# Recorded information:
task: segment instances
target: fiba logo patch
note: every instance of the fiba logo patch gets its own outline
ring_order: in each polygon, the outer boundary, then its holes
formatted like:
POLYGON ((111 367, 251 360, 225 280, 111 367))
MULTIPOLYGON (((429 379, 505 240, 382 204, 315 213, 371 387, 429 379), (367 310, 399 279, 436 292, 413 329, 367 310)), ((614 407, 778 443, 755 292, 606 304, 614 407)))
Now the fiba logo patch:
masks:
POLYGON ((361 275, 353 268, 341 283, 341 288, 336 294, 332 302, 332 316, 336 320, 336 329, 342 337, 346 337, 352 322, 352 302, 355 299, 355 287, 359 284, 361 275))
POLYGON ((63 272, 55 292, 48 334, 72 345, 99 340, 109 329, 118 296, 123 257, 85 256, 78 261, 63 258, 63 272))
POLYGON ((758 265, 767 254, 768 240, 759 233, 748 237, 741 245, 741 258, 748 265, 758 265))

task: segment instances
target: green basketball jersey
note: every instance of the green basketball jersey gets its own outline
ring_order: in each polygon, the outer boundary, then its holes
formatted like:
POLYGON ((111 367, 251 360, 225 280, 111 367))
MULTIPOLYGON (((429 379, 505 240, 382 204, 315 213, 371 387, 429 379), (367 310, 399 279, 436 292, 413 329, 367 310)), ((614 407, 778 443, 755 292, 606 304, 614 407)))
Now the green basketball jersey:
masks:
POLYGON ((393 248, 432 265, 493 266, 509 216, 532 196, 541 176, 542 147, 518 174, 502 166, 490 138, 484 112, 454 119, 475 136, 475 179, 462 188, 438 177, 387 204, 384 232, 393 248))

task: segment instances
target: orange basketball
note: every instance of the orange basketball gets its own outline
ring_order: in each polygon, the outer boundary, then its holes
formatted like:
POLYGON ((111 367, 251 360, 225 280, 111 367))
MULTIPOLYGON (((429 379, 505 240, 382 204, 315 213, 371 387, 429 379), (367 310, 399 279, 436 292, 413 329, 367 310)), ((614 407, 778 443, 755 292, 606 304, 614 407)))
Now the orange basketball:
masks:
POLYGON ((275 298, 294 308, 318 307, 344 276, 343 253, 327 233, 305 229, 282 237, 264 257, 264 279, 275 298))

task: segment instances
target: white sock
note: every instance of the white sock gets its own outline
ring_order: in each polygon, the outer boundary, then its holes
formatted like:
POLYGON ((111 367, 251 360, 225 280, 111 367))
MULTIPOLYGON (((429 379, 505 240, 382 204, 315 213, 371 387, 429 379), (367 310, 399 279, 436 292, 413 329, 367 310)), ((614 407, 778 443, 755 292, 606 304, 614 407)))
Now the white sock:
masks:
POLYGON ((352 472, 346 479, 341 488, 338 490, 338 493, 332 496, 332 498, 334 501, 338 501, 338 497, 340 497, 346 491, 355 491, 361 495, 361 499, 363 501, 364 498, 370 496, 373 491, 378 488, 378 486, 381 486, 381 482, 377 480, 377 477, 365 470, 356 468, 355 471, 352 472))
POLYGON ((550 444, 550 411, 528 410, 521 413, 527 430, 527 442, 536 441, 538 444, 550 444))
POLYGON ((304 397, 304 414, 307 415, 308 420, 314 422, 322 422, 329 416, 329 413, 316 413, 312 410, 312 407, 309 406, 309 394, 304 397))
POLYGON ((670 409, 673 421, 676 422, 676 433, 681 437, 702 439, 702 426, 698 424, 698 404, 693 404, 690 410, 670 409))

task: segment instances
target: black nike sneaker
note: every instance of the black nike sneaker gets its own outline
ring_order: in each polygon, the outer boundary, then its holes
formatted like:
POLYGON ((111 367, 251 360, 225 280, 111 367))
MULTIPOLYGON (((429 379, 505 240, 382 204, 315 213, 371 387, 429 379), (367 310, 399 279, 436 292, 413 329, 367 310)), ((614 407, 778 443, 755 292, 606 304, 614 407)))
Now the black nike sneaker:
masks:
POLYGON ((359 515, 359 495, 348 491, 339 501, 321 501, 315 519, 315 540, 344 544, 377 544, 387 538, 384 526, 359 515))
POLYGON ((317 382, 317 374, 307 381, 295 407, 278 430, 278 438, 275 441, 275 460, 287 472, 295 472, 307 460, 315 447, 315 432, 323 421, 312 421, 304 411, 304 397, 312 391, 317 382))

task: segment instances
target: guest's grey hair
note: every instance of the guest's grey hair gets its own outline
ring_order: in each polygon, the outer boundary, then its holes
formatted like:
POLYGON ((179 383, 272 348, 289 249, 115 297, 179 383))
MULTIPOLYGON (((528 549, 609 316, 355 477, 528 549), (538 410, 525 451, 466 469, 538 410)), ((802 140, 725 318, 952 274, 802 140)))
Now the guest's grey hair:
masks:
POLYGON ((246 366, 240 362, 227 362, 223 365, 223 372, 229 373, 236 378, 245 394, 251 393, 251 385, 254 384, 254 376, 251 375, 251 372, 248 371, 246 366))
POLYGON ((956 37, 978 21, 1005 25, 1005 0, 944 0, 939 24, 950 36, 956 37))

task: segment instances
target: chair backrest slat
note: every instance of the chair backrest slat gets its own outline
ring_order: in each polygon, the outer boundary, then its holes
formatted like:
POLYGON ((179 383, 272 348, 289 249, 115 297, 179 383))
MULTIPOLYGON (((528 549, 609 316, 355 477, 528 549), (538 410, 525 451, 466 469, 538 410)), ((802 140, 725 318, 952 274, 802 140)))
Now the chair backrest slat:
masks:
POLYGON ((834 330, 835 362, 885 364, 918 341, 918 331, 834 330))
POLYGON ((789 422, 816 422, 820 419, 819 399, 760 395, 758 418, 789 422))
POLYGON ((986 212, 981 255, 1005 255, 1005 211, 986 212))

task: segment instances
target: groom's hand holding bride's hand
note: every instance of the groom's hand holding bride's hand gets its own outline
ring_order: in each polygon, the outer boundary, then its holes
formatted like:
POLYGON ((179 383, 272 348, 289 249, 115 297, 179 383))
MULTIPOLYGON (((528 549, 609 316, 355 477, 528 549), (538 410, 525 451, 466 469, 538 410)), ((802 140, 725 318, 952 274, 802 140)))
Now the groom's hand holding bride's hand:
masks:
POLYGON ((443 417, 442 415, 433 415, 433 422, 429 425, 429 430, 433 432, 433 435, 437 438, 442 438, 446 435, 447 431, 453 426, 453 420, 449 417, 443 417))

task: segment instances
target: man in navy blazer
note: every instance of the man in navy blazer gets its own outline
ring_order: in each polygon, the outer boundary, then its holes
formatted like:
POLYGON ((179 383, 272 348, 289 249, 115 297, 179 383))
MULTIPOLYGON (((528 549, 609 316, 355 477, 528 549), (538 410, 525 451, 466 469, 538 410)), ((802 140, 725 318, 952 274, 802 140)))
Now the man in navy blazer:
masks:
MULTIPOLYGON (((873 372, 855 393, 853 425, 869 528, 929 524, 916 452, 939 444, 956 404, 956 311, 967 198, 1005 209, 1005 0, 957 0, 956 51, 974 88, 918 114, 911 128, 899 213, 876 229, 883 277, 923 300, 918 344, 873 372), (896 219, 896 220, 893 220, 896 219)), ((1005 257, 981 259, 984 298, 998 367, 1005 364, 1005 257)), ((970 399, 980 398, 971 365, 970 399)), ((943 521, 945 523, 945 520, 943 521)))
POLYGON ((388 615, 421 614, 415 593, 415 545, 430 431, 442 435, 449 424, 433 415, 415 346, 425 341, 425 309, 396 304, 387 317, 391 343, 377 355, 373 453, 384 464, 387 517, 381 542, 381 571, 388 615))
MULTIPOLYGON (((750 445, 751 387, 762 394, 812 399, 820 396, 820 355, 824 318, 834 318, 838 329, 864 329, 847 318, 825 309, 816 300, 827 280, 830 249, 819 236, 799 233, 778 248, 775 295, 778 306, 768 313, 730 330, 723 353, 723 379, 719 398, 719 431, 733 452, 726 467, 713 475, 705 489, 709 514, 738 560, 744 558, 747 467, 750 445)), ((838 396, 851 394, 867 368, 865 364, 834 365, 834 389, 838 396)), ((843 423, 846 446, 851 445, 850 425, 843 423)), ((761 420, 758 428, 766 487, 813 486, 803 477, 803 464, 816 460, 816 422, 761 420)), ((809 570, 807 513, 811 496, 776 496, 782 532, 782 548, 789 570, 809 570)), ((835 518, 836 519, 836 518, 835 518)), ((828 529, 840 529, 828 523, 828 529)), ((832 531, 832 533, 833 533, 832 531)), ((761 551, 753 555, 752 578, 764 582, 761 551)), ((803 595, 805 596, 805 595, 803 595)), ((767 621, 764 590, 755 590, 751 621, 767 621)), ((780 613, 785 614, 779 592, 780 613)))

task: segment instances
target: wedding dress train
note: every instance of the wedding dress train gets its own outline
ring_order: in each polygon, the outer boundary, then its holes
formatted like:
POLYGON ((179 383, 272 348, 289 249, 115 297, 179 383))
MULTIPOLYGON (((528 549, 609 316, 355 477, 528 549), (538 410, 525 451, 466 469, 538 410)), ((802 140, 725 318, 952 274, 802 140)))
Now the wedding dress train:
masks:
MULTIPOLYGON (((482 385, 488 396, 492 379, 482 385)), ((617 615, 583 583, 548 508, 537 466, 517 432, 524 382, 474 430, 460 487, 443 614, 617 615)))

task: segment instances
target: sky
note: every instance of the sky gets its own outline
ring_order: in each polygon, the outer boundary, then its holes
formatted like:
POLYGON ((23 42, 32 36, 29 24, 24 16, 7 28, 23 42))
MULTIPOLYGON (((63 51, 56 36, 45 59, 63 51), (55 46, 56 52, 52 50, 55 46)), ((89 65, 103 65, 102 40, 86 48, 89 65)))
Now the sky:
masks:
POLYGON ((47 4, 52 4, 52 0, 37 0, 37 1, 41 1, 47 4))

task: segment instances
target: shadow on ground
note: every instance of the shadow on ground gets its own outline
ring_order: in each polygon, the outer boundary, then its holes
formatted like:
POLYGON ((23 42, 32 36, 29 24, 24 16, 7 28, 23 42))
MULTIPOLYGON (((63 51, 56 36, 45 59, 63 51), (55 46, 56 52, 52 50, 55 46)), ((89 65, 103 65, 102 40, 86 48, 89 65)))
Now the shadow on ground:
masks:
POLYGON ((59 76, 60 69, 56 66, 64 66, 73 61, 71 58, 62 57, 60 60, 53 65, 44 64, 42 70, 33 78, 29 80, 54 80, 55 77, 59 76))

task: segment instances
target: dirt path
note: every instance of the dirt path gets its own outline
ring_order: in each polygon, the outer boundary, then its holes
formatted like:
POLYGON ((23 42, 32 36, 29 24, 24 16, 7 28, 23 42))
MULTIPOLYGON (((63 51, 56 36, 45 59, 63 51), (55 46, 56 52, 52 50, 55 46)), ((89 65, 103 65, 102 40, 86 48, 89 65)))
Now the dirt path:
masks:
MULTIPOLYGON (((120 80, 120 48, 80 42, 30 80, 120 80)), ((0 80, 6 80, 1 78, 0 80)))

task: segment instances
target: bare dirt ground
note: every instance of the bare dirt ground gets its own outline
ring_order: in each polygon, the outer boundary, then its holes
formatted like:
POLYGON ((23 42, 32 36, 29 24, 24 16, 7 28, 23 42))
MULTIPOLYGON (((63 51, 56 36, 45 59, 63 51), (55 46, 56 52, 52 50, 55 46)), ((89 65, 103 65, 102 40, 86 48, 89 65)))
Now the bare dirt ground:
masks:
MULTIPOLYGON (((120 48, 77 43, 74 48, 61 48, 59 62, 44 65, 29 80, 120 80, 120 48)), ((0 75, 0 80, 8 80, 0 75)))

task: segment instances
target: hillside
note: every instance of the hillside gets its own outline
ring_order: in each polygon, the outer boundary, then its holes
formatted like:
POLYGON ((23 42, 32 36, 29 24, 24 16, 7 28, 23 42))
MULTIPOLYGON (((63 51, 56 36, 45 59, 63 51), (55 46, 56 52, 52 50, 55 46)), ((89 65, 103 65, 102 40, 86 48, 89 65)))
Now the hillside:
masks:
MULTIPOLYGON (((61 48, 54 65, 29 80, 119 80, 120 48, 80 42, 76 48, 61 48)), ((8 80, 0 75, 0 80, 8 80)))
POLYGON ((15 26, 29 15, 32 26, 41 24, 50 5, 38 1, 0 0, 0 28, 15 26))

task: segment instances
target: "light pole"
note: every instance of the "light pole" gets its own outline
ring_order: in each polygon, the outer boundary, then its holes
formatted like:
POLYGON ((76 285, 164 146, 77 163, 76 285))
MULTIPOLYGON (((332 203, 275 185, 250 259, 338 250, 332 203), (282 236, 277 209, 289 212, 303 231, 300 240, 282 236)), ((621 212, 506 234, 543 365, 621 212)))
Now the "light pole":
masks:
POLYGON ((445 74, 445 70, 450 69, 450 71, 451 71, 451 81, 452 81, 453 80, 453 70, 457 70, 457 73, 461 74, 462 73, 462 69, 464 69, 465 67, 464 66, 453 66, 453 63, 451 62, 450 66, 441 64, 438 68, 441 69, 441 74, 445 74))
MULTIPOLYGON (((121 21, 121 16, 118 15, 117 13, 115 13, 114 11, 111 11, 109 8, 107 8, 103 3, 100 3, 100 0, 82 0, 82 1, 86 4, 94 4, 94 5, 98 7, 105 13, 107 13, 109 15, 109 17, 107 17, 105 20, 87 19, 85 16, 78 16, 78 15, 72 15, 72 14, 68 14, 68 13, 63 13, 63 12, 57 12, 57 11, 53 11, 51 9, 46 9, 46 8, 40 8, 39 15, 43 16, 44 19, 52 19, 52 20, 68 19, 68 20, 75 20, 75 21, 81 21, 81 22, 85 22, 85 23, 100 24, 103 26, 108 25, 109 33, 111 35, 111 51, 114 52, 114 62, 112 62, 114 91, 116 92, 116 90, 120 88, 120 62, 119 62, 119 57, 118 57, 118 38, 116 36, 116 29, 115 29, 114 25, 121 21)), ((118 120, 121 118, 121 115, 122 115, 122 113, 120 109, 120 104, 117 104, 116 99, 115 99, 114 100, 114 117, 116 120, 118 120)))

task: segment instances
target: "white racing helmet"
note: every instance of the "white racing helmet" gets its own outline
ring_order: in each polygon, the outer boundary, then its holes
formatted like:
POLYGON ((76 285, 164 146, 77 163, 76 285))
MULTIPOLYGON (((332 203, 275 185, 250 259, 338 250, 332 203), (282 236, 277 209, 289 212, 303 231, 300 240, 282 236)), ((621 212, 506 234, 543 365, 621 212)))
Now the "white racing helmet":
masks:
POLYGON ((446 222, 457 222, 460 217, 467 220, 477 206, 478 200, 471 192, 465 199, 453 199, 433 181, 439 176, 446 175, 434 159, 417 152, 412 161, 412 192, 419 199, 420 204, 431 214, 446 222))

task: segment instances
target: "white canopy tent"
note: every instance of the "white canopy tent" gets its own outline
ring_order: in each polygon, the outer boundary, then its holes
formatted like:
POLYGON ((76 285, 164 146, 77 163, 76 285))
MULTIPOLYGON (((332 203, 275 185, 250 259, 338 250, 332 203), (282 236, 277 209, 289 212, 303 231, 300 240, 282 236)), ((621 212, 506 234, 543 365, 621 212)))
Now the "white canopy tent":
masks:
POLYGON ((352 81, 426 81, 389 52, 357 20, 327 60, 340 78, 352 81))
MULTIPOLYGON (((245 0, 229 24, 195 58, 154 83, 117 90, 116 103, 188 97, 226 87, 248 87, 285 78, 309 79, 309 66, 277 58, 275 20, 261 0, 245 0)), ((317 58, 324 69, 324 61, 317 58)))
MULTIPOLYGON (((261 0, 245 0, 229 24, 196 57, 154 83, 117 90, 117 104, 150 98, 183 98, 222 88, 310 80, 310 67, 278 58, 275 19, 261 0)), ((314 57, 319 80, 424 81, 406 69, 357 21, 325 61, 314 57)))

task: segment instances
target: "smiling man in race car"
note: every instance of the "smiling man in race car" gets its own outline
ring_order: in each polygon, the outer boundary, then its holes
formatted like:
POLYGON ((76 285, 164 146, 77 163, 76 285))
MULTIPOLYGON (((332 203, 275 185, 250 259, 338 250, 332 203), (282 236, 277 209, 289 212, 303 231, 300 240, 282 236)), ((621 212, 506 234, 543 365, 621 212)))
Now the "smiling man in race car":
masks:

# What the exercise asks:
Pick out every line of the records above that contains the string "jersey", and copy each of those lines.

# Result of the task:
target: green basketball jersey
note: every instance of the green basketball jersey gets its own outline
Now the green basketball jersey:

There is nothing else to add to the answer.